THE PROBLEM:
Given the listing below, output exactly the line containing "Exercise. Spot the cabinet door" and every line after it through the end.

Segment Open

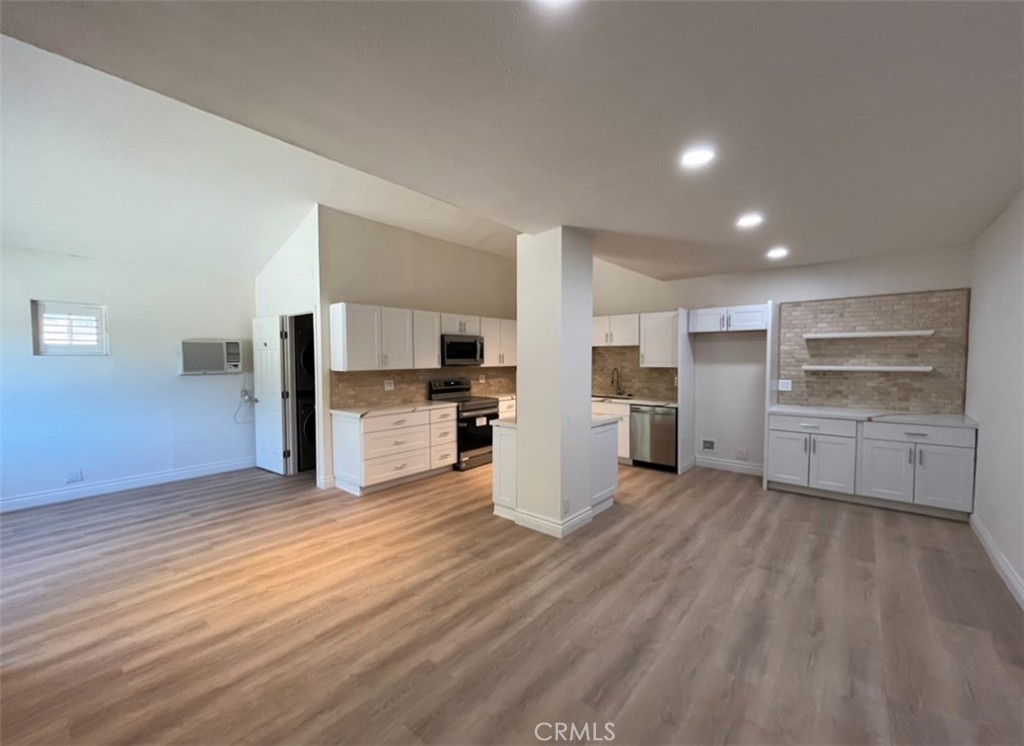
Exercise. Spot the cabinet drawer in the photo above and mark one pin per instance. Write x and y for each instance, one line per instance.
(375, 423)
(444, 414)
(963, 437)
(380, 470)
(442, 433)
(400, 440)
(442, 455)
(813, 426)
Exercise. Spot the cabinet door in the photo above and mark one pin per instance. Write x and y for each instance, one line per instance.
(658, 343)
(396, 339)
(944, 477)
(355, 337)
(787, 457)
(624, 330)
(509, 341)
(491, 330)
(708, 319)
(886, 470)
(834, 463)
(747, 318)
(426, 339)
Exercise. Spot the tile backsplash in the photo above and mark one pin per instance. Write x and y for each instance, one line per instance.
(644, 383)
(350, 390)
(942, 390)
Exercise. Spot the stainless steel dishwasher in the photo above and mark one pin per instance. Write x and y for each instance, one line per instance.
(652, 435)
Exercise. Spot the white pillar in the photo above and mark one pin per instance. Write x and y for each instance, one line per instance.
(554, 309)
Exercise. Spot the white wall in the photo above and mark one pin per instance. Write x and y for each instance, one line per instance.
(621, 291)
(363, 261)
(994, 382)
(730, 399)
(287, 286)
(127, 419)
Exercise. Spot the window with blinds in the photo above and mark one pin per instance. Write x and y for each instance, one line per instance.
(69, 328)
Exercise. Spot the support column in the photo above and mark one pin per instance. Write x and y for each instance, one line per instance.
(555, 306)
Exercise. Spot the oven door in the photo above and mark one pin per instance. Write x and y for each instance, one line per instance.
(475, 438)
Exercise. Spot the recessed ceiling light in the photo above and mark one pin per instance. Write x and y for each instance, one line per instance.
(750, 220)
(697, 157)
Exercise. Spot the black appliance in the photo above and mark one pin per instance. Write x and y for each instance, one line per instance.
(475, 413)
(462, 350)
(304, 365)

Segment Closed

OUTPUT OF THE TASK:
Exercise. Spot the cabinet door in the photo above and mark one pin per instance. Write x and y for each instance, one line per instance.
(658, 343)
(396, 339)
(944, 477)
(355, 337)
(787, 457)
(624, 330)
(509, 341)
(491, 330)
(708, 319)
(886, 470)
(834, 463)
(747, 318)
(426, 339)
Exercise. Spot the tile backsplash in the photo above and mark one pin per instance. Write x and y for each instance, one line per instance.
(644, 383)
(350, 390)
(942, 390)
Exercise. Spot the stainless steel dishwasher in the photo above and mark one pin per instance. Write x and y for each instance, one line per instance.
(652, 435)
Exercise. Spot the white pillar in the photo above and mark one pin per instance. Write x and y for each instance, one line per instance.
(554, 309)
Exercise. Spot the white wall in the photo above and mark one pin per instance. Write x and y for each instance, one line per instance.
(621, 291)
(363, 261)
(994, 382)
(730, 399)
(287, 286)
(127, 419)
Exercise. Spot the window with blinds in the photo above and mark one pin per instance. Write x and y for each instance, one line per instance.
(69, 328)
Exercise. Spot the support column in the photo above and mark one pin per instance. Write x and y for each instance, one line per instance.
(555, 306)
Exercise. Spot the oven door in the photo above and mark one pin per instance. Write x and y for each instance, one line per instance.
(475, 438)
Exercise. Spot the recessed ceiling light in the photo above and mark one pin per instance. Write x and y for each instance, one line per instance.
(750, 220)
(697, 157)
Exercise. Spot the black appliance in the photo above and mark one pin per instance. Write x and y for each instance, one line per instance.
(475, 413)
(462, 350)
(304, 365)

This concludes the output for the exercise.